* **Given passage**
########################################
In this article we presented CRC screening models. Our approach, however, is relevant for any screening model, including those for nonneoplastic disease. The reason is that screening by definition presumes a detectable preclinical phase before disease becomes symptomatic. The duration of this phase always is an important determinant of the potential of screening. Although the concept is generalizable, specific issues may need attention when the MCLIR is applied to other diseases. One issue is that, unlike for CRC, the possibility of `incidental' detection of asymptomatic disease (e.g., breast or lung cancer on a computed tomography examination for unrelated indication) may be important. As pointed out in the Methods section, the absence or presence of incidental detection when simulating the MCLIR, should be specified since the MCLIR assumes no further screening. The best comparison of MCLIRs between models will be made when they handle incidental detection in a similar way.
In the models presented, the simulation of natural history begins at the onset of detectable disease (i.e., the onset of small adenomas). In some models, the simulation of natural history may begin before the disease is in a detectable state. Given that nondetectable disease is not relevant for the effectiveness of screening, we included detectability in the definition of the MCLIR. If the onset of detectable disease is not defined in a model, the MCLIR will automatically simulate the removal of any and all preclinical disease. In that case, however, it becomes more important to also present the clinical incidence reduction (CLIR) after removal that is incomplete due to assumed realistic lack of sensitivity (see next paragraph).
The MCLIR addresses the modeling of the limitation imposed by the natural history (the limitation of screening effectiveness). To describe the limitation imposed by (lack of) test sensitivity would be a logical next step. Interestingly, one could use the same method used for the MCLIR, by presenting the clinical CLIR after screening with the base case sensitivity. Due to the high sensitivity the CLIR after colonoscopy was only slightly lower than the MCLIR for our models (results not shown). The difference between the MCLIR and the CLIR after removal of disease detected with a fecal occult blood test (FOBT) of course will be much larger. Also, dwell time of detectable preclinical disease and sensitivity of the test under evaluation are to some extent interchangeable when calibrating models to data on screening effectiveness. A model with long dwell time combined with low sensitivity can project similar effectiveness to a model with short dwell time and high sensitivity. Typically, these models will show different MCLIRs but similar CLIRs after detection with estimated sensitivity.
########################################
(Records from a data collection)
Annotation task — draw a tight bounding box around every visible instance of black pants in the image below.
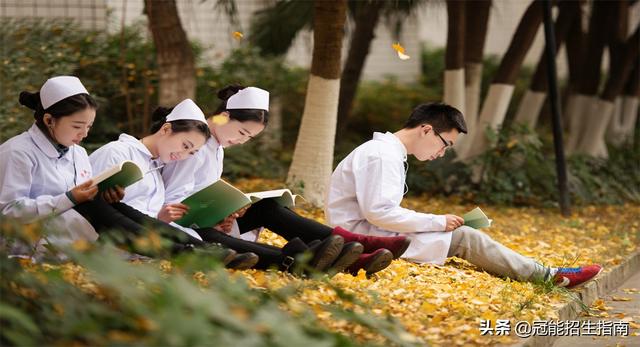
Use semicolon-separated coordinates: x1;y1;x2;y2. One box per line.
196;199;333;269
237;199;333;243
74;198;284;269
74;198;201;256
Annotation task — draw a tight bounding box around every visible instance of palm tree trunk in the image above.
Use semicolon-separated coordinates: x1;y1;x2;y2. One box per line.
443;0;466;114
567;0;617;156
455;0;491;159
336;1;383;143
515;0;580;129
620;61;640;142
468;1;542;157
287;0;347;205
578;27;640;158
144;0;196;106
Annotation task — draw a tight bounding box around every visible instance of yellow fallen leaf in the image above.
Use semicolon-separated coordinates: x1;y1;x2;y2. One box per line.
########################################
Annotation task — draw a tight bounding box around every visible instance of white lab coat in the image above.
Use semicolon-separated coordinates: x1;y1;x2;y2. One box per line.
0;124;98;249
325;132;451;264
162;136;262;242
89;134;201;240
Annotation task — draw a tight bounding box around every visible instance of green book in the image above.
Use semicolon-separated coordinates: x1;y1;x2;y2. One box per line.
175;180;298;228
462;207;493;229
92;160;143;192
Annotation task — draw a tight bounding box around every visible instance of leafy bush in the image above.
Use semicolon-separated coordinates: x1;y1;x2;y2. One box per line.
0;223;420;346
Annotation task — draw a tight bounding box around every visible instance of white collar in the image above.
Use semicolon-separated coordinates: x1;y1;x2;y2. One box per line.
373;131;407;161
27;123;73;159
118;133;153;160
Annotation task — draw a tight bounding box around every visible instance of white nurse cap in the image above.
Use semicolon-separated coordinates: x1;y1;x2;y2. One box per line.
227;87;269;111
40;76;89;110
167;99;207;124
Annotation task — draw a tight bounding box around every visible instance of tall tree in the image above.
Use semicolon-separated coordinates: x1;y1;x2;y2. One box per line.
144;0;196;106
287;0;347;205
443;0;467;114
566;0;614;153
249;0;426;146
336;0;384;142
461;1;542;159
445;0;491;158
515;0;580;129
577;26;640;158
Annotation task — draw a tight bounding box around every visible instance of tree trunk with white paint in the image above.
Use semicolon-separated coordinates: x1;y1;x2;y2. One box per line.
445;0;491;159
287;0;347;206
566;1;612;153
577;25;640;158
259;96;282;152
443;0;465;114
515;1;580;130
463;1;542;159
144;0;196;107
########################################
* **Assignment**
Can you rewrite the CRC screening passage between "In the models" and "(see next paragraph).", inclusive, switching "adenomas" to "polyps"?

* **Exercise answer**
In the models presented, the simulation of natural history begins at the onset of detectable disease (i.e., the onset of small polyps). In some models, the simulation of natural history may begin before the disease is in a detectable state. Given that nondetectable disease is not relevant for the effectiveness of screening, we included detectability in the definition of the MCLIR. If the onset of detectable disease is not defined in a model, the MCLIR will automatically simulate the removal of any and all preclinical disease. In that case, however, it becomes more important to also present the clinical incidence reduction (CLIR) after removal that is incomplete due to assumed realistic lack of sensitivity (see next paragraph).